__GOAL__.
Extract every entry word for word.

#### RECORDS FOR THIS EXERCISE

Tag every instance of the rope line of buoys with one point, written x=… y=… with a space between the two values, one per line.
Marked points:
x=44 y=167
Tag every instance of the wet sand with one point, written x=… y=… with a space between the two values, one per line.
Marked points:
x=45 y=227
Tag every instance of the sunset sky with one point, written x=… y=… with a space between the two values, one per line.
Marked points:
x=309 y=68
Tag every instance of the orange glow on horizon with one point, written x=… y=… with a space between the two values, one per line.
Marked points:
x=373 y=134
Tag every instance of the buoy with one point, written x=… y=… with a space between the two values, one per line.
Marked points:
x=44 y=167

########

__OUTPUT__.
Tag every instance of the rope line of buoys with one point, written x=… y=… with a space between the two values, one per line.
Marked points:
x=44 y=167
Tag every instance of the wet sand with one point, written x=… y=… with a space between the two values, one per line.
Marked points:
x=45 y=227
Tag every instance of the sunset sky with one point, written x=… y=… with a space between the two values, one per line.
Marked points:
x=309 y=68
Tag every instance of the orange glow on horizon with one point, written x=… y=… with a space between the two values, one per line.
Marked points:
x=373 y=134
Tag every instance of the buoy with one point, written x=… y=… with a space between the two values, one per line.
Marked points:
x=44 y=167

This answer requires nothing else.